REQUIREMENTS:
Copy out everything from the line containing "target: woman with long" down to the end of the items, raising every bounding-box coordinate by 140 and leaving all other text unchanged.

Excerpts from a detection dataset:
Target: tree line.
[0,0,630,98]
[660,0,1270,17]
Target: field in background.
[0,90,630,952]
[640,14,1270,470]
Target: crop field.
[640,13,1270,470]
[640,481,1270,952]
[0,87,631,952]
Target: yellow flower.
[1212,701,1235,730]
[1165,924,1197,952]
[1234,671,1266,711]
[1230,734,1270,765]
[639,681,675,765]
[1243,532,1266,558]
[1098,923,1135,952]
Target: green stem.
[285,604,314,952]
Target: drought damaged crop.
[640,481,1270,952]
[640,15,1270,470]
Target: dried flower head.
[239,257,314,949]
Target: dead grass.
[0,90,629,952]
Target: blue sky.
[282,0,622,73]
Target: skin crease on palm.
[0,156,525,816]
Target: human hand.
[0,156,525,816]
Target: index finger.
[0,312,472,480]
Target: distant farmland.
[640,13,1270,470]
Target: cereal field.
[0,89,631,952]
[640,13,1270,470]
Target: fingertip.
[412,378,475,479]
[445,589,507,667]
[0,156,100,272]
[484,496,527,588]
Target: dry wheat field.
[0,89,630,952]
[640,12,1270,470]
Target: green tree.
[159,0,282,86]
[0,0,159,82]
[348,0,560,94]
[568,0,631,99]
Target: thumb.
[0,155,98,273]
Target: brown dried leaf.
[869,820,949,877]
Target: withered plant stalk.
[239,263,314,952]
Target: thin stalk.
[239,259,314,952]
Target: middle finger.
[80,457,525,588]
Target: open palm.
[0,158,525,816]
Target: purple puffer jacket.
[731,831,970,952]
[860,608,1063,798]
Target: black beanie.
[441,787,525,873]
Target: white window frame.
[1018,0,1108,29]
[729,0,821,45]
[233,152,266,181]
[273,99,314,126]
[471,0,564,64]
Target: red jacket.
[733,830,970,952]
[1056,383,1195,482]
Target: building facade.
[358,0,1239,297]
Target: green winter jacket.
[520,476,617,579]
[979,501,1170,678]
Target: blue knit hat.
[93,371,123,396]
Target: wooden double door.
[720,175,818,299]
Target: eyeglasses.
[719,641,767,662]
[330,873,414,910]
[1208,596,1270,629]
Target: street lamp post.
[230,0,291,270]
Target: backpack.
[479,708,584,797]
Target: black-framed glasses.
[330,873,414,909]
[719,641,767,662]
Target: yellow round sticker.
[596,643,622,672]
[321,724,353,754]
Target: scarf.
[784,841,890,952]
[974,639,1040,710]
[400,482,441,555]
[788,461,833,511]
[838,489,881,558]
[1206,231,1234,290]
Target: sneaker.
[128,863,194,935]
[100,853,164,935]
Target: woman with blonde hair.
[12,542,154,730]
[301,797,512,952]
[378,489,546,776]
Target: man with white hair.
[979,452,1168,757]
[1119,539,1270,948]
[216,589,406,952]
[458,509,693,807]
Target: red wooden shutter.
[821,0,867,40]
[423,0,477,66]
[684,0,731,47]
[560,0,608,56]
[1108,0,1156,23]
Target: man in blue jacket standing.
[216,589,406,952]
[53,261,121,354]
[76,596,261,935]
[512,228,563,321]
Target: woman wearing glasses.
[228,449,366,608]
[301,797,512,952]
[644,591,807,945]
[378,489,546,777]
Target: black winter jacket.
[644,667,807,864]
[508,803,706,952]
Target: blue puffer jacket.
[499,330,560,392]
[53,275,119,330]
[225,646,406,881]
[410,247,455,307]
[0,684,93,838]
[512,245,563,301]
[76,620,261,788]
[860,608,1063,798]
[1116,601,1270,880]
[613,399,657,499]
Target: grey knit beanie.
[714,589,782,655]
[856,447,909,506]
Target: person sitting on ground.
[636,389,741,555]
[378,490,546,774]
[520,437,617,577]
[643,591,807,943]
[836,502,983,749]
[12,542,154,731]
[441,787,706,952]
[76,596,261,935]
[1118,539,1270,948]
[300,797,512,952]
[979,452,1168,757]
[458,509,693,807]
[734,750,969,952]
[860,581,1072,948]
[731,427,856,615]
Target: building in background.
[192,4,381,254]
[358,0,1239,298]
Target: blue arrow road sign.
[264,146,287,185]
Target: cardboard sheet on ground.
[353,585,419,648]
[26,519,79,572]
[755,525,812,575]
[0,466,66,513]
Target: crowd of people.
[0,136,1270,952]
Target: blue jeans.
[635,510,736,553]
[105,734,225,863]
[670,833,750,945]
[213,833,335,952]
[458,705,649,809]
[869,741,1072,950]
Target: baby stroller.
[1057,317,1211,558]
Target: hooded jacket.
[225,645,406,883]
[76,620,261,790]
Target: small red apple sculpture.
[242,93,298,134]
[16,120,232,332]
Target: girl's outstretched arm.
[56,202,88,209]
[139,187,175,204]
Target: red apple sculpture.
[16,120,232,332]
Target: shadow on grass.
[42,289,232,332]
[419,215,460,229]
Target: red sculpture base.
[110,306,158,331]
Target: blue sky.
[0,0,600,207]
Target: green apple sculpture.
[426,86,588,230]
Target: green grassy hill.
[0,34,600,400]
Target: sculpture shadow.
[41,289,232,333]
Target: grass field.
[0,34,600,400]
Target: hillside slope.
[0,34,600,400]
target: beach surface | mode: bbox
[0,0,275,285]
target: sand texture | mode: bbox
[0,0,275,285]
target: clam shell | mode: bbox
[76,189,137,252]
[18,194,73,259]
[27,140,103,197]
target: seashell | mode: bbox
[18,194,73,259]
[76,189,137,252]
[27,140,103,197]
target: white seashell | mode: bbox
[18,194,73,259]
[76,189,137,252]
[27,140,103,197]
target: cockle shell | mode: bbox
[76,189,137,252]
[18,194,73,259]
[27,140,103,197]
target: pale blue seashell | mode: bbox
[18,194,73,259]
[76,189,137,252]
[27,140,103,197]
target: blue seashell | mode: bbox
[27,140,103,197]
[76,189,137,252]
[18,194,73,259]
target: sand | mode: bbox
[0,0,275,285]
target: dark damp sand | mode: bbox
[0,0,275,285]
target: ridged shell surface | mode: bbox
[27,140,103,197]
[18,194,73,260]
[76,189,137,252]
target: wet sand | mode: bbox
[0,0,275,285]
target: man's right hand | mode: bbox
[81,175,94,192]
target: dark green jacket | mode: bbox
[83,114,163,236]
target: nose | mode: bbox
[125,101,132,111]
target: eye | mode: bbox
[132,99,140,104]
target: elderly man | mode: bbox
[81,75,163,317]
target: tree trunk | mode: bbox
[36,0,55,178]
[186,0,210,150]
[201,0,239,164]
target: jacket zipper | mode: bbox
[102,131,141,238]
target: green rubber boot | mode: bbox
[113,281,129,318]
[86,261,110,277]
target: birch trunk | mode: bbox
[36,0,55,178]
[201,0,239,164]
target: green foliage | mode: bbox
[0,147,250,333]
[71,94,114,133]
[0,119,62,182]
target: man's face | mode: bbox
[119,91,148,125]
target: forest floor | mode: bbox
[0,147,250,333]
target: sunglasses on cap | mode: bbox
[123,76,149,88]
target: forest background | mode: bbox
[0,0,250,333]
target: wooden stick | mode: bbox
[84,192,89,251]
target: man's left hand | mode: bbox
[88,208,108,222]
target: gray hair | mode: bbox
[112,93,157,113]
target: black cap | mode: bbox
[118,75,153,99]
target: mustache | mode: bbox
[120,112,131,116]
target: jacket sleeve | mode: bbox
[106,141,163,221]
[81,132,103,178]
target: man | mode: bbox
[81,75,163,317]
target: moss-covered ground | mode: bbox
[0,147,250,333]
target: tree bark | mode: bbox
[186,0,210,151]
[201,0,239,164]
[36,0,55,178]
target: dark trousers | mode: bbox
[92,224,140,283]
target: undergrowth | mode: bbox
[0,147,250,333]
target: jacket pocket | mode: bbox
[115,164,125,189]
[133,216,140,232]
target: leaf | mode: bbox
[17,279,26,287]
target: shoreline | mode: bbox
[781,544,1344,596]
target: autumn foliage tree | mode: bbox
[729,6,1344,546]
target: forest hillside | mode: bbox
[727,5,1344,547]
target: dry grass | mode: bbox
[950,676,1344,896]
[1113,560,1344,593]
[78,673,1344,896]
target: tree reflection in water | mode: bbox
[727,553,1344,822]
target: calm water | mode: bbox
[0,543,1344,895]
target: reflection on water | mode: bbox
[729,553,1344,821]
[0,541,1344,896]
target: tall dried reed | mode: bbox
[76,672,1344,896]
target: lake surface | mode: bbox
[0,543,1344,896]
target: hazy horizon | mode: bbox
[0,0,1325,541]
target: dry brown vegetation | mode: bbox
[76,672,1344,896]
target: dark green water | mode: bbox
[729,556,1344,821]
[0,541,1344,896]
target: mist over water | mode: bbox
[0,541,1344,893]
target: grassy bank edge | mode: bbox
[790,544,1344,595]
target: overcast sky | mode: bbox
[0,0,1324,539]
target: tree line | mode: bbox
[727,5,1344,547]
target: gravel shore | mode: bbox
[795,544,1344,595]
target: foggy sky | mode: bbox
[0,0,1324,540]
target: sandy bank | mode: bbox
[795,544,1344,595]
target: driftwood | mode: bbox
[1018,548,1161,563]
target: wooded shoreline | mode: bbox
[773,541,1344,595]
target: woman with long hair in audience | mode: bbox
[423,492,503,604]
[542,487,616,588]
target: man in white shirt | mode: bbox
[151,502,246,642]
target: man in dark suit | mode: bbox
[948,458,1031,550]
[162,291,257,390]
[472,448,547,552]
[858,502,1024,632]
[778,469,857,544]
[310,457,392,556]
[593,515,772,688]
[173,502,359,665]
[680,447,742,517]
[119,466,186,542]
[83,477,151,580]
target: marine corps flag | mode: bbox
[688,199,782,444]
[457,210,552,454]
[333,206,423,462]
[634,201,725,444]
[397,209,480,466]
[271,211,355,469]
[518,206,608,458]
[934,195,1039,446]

WRITTEN RESPONSE:
target: woman with long hair in audience | mode: bbox
[563,632,643,744]
[682,627,756,728]
target: man in white shirt | mode: bbox
[291,642,386,782]
target: man in dark suit | mode: bbox
[1088,598,1171,690]
[302,431,397,530]
[612,588,687,692]
[998,642,1164,772]
[918,609,997,684]
[450,597,532,696]
[733,655,912,828]
[313,642,499,805]
[820,587,882,657]
[259,606,326,682]
[223,617,291,720]
target: marine corps flag | mode: bbox
[828,339,922,584]
[597,350,692,594]
[473,346,563,602]
[774,341,865,584]
[537,349,620,606]
[411,351,495,609]
[658,346,748,598]
[1074,335,1179,586]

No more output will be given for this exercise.